PASSAGE
━━━━━━━━━━

We interviewed all the writers earlier in the Kickstarter, now it's cover artist Amy Houser's turn:

1. What drives you to create? 
Ha, oh, simple question, right? I think I just create because it's what I do. I can't remember a time I didn't draw, or want to make things real that I saw in my head. I grew up encouraged to be an artist, because my parents are great. Once I realized I could do this and other people maybe wanted to look at what I created, I was set on a path and never wanted to do anything else. It's hard to put my finger on WHY I love it and continue to do it ... there are a lot of little reasons, but the big reason is that I can't NOT. I know that's not really an answer. I'll tell you when I find out myself. :) 

2. What is your favorite kind of art or illustration to look at?
It's really all over the place -- I feel like artists NEED to surround themselves in as much art of varied form as possible to be able to open up and explore or evolve in different ways they might not have thought about. 

Of course I'm influenced by nouveau and late 19th century to early 20th illustrator/advertisers like Alphonse Mucha and N.C. Wyeth., but as I work primarily in watercolor, I'm particularly influenced by the children’s' book illustrations of Edmund Dulac, Arthur Rackham, and the like. Rackham's illustrations for "Peter Pan in the Kensington Gardens" came to me at the perfect time in my life and were tremendously influential in helping me develop expression and color palette in my own way.

I've got a bookshelf of art books in my studio of this sort of work, but there's also architecture, photography and gaming books (RPG illustration is where I've gotten my start, and it's full of hidden gems and the beginnings of really amazingly talented and well-known current illustrators like Tony DiTerlizzi and Rebecca Guay).

I mean, I've got daVinci prints in my studio too. It's all over the place. It takes a world of influence to get the creative gears moving, sometimes. 

3. Are those the same kind of illustrations that you do yourself?
Influences are needed and awesomely inspiring, but in the end, you need to listen to your own voice and work from the gut. You can definitely see my influences in my work -- I love watercolor, and I look to the people who have mastered it before me to know how to handle certain challenges -- but I try very hard to make sure my own hand and voice is the one that comes across in the work. 

I love the architectural details in Nouveau work, and I don't want to lose the influences of that. I love the mechanical details of daVinci and I know that will always continue in my work. It's too fun not to paint that stuff. But daVinci never made a robot butler, so, I'm safe.  

4. What are your favorite kinds of stories?
Oh man. This is a tough one. In a general way, I like mythologies, all kinds. I love the stories that suggest WHY something is the way it is. The raven steals the Sun, and now his feathers are forever charred and black. Rome WAS in fact founded by twins raised by a she-wolf. Stuff like that. I like the idea that there was once something simple and symbolic that caused reality as we know it to be, even though things are complex and taken for granted now. 

I love modern magic, because it's nice to think there's more hiding under the surface of our normal world.

I love stories that make me think there's more out there than anyone knows about. 

5. You also work as a toy designer. How did you end up doing that?
Funny enough, all my toy design training is from on-the-job experience. I went to school for illustration. After graduation, my brother (a graphic designer as well) mentioned that his company was looking for a toy designer. His boss interviewed me because, while he knew people who could design a competent and structurally-sound chair, he needed an illustrator's hand to make a PRETTY one that would make a little girl feel like a princess. All of a sudden, I was working for a major toy company, working on big licenses and going out to California and to China to develop multi-million dollar lines. It's a weird world.

━━━━━━━━━━

AVAILABLE DATA
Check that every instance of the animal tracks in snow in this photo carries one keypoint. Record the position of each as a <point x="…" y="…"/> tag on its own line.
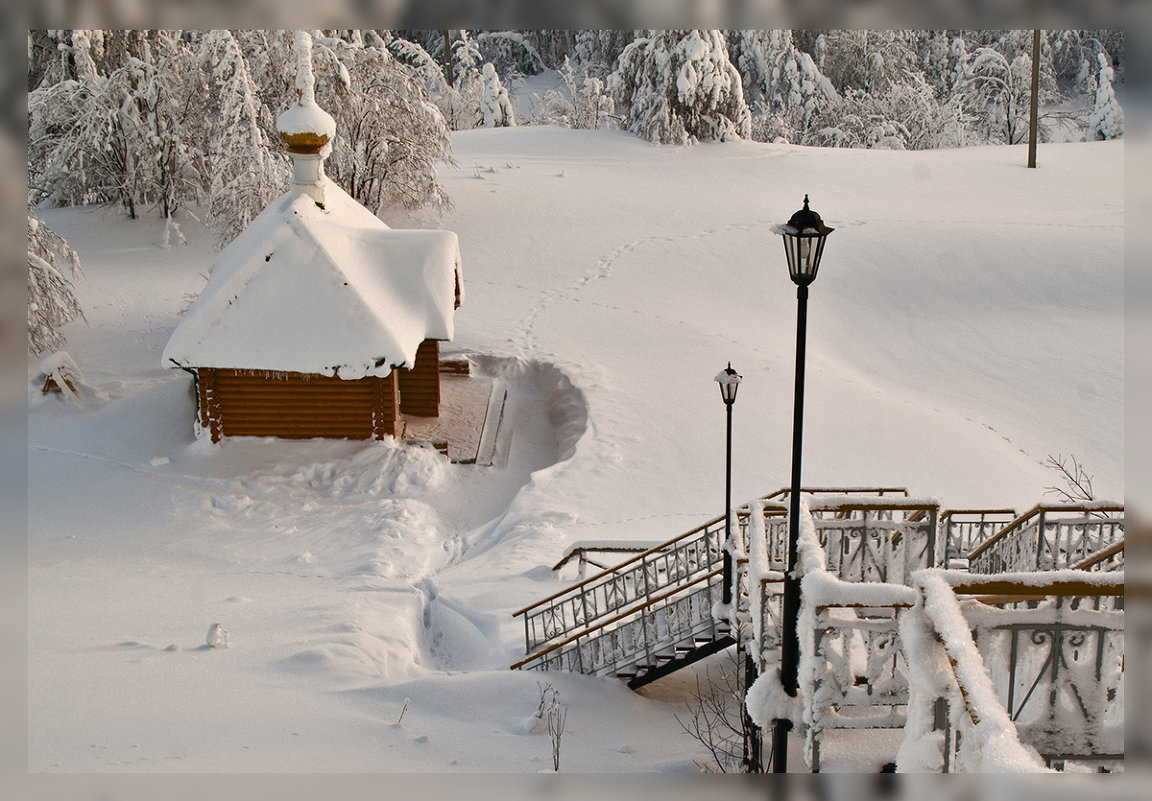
<point x="527" y="337"/>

━━━━━━━━━━

TASKS TO CARRY OUT
(1) From the Amy Houser interview, return the passage that begins at the words "Influences are needed" and stops after "in the work.".
(2) Using the Amy Houser interview, decide whether each statement is true, answering yes or no and quoting the words that settle it: (a) Houser works mainly in watercolor. (b) Houser learned toy design in school. (c) Houser's brother is a graphic designer.
(3) Continue the Amy Houser interview from where it stops.
The material was taken from a different source than the interview.

THE RESPONSES
(1)
Influences are needed and awesomely inspiring, but in the end, you need to listen to your own voice and work from the gut. You can definitely see my influences in my work -- I love watercolor, and I look to the people who have mastered it before me to know how to handle certain challenges -- but I try very hard to make sure my own hand and voice is the one that comes across in the work.

(2)
(a) Yes: "as I work primarily in watercolor"
(b) No: "all my toy design training is from on-the-job experience. I went to school for illustration."
(c) Yes: "my brother (a graphic designer as well)"

(3)
I'm a freelance designer now, and I love designing for all different clients and working on really unique start-up concepts and developed licenses alike. I've been able to continue to do this work while developing an entirely different illustration career, and it's nice to have both going at the same time. I get to illustrate for stories and games that make me happy, and also get to design toys for kids and make THEM happy. Win, win. 

6. What kinds of toys do you design?
I've worked on a lot of licensed toy lines, like Barbie, Disney Princess, Disney Fairies, My Little Pony, Mr. Potatohead,  Mickey Mouse, Star Wars ... but I've also done a lot of learning and creative toys, like for Crayola and Discovery. I do a lot of role-play, which is the category of toys that let kids pretend they're doing something (like being an explorer, a princess, a superhero). A lot of it is based on being a character from a movie, but kids take those archetypes and have free, creative play. That's really important to children’s' development as individuals, so I love it.  

7. Do you have a favorite toy that you've designed?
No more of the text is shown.